* [DIRECTIONS]: Could you copy every record exactly, leaving the pictures behind?

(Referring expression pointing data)
··········

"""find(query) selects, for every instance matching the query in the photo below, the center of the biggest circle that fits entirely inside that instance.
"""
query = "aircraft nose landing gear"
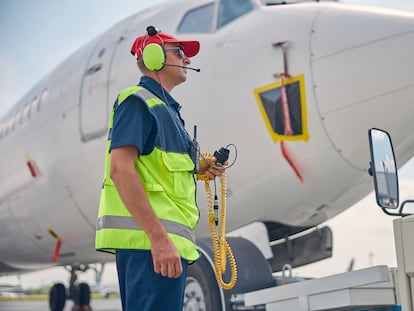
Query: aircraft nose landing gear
(80, 293)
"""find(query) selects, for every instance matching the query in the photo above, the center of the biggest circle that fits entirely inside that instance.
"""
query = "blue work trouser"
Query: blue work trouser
(142, 289)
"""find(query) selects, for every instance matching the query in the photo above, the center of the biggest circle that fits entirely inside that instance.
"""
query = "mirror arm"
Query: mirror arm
(402, 207)
(400, 213)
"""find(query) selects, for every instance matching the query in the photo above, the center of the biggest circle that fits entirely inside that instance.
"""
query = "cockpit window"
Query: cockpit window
(198, 20)
(231, 9)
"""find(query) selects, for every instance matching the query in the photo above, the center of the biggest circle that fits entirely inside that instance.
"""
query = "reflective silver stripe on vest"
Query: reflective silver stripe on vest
(124, 222)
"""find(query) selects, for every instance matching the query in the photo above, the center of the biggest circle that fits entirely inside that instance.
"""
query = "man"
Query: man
(148, 213)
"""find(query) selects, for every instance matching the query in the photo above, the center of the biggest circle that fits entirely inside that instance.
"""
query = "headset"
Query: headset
(153, 55)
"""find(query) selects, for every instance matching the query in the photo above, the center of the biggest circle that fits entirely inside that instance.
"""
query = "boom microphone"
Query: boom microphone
(185, 67)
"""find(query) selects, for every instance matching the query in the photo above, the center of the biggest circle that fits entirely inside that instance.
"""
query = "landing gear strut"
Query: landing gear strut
(79, 293)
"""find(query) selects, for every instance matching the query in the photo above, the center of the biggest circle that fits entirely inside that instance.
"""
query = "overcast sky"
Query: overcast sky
(37, 35)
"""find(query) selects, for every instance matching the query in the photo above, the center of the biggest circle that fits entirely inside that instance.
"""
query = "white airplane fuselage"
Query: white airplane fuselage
(357, 70)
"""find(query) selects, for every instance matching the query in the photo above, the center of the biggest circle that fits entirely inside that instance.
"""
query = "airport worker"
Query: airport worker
(147, 212)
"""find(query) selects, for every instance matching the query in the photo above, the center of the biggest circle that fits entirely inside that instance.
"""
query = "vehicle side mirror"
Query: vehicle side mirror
(383, 169)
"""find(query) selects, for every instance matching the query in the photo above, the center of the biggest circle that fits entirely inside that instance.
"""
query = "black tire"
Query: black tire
(57, 297)
(83, 294)
(201, 291)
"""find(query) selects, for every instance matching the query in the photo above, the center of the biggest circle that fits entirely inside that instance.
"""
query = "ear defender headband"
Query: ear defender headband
(153, 55)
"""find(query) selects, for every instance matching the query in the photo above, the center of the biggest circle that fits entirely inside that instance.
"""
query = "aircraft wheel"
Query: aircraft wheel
(201, 290)
(57, 297)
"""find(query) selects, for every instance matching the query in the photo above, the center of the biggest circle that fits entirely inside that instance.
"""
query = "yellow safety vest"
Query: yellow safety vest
(169, 183)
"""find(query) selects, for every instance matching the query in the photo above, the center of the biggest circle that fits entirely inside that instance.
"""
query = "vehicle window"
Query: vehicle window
(198, 20)
(229, 10)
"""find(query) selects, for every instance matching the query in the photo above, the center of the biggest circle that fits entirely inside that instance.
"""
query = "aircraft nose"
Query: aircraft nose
(368, 55)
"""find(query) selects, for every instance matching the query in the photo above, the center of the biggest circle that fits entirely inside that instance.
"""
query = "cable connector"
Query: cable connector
(222, 155)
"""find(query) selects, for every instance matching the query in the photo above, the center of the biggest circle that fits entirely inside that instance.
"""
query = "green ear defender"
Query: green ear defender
(153, 56)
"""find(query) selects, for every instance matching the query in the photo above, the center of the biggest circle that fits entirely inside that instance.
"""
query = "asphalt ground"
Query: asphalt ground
(97, 305)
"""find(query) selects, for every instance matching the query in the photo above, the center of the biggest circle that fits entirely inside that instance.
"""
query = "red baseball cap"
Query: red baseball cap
(190, 47)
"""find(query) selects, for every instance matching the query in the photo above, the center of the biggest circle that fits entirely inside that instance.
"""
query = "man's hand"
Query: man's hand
(166, 258)
(209, 166)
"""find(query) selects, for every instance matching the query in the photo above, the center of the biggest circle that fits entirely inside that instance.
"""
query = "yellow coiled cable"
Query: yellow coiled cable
(221, 248)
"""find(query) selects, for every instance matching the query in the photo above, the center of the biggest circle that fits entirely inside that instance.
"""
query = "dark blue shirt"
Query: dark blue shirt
(133, 123)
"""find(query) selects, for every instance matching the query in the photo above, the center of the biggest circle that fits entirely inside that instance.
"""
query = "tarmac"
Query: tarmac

··········

* [SOLVED PROBLEM]:
"""find(query) selects, for every instance matching the query in the photo below, the center of the biggest circle that fits entirely inside that instance.
"""
query = "aircraft nose landing gear"
Query: aircraft nose landing gear
(80, 293)
"""find(query) selects, for every instance matching the query in the photo above, the center of the biggest circle that fits entirely inside that instance.
"""
query = "blue work trouser"
Query: blue work trouser
(142, 289)
"""find(query) selects, for every instance matching the query in the photo above, the center of the biggest circle that fits entirely inside that instance.
"""
query = "mirror arm"
Query: mirror arm
(402, 207)
(400, 213)
"""find(query) selects, for every instance matching the query in the photo above, the center of the biggest circle that fits entirely inside that instance.
"""
query = "cockpit window"
Query: cockpit window
(198, 20)
(231, 9)
"""find(query) selects, for every instance matching the query in the photo above, the center of the biggest circle that fits entirely inside that instance.
"""
query = "reflective silver stripe on vest"
Query: reflective silver stripe on vest
(124, 222)
"""find(query) selects, for every instance matching the query in the photo above, the center of the biggest circle that fits entirely inside that instance.
"""
query = "man"
Query: man
(148, 213)
"""find(query) selects, for every instance matching the query in the photo above, the center of the biggest circle that fits entirely inside that instance.
"""
query = "headset"
Query: headset
(153, 55)
"""find(query) selects, for every instance matching the query in the photo above, the center of the biggest circle that fits entirely inside that instance.
"""
query = "boom microphone"
Query: boom microphone
(185, 67)
"""find(query) selects, for every instance matching the query in the photo above, the center of the biggest circle that fits entirely inside that instance.
"""
query = "landing gear strut"
Query: landing gear strut
(79, 293)
"""find(query) selects, for every instance matching the query in the photo above, the center of the biggest circle that fits entirely inside that instance.
"""
query = "overcast sky"
Query: overcast sky
(37, 35)
"""find(query) selects, for every instance matching the query in the photo above, the center of the biggest circle that fits entirely inside that instance.
"""
query = "white airplane fuselage"
Query: white airplane fuselage
(357, 70)
"""find(query) selects, for every instance matching the query in the photo above, the center of the biggest circle that fits entirely inside that instance.
"""
query = "airport worker"
Query: airport worker
(147, 212)
"""find(query) selects, for every instance matching the query in the photo above, the center of the biggest circle that fits entirely inside that instance.
"""
query = "vehicle side mirror"
Query: vehicle side mirror
(383, 169)
"""find(query) selects, for every instance matching the query in the photo above, the center of the biggest circle that fits entirely inside that instance.
"""
query = "black tire"
Query: black tire
(57, 297)
(83, 294)
(201, 291)
"""find(query) selects, for every instance matching the query in the photo above, the center of the biggest circle that fits entirely inside that instance.
"""
query = "ear defender headband"
Query: ear defender headband
(153, 55)
"""find(query) selects, for every instance matching the query in the photo above, the center of the biggest circle that fits entirely inside that instance.
"""
query = "aircraft wheel"
Query: aircraft wheel
(201, 290)
(57, 297)
"""find(query) selects, for every instance matching the query in the photo above, the center of the biggest circle that fits entirely inside that instance.
"""
query = "yellow safety vest"
Query: yellow safety vest
(169, 183)
"""find(query) selects, for every instance matching the query in the photo above, the center of the biggest circle that fits entirely inside that instance.
"""
query = "vehicle window"
Query: vehicle window
(198, 20)
(229, 10)
"""find(query) selects, for every instance matching the query in the photo above, the center of the biggest circle that fits entirely inside that instance.
"""
query = "aircraft nose"
Query: aircraft nose
(368, 55)
"""find(query) selects, for every instance matching the query in the photo above, the center of the biggest circle that fits entirely inside that instance.
"""
query = "cable connector"
Query: cable connector
(222, 155)
"""find(query) selects, for every instance matching the query in the photo above, the center of the biggest circle that fits entirely inside that instance.
"""
query = "green ear defender"
Query: green ear defender
(153, 56)
"""find(query) selects, for every instance matching the query in the photo above, the center of the biggest circle that fits entirely inside that instance.
"""
query = "asphalt ground"
Query: asphalt ground
(97, 305)
"""find(query) selects, for every instance matching the query in the photo above, the center of the biggest circle that fits entirely inside that instance.
"""
query = "red baseball cap"
Query: red baseball cap
(190, 47)
"""find(query) selects, for every instance matching the query in the photo above, the center of the biggest circle that fits entirely inside that instance.
"""
query = "man's hand"
Query: man's hand
(166, 258)
(209, 166)
"""find(query) selects, for every instance matching the query in the photo above, the center of the biggest circle that fits entirely inside that instance.
"""
query = "yellow coiled cable"
Query: yellow coiled cable
(221, 248)
"""find(query) selects, for every instance matching the query in the photo above, the center of the biggest circle that fits entirely inside that instance.
"""
query = "dark blue shirt"
Query: dark blue shirt
(133, 123)
"""find(query) selects, for every instance matching the query in the photo above, the center of the biggest circle that fits entirely inside that instance.
"""
query = "tarmac"
Query: tarmac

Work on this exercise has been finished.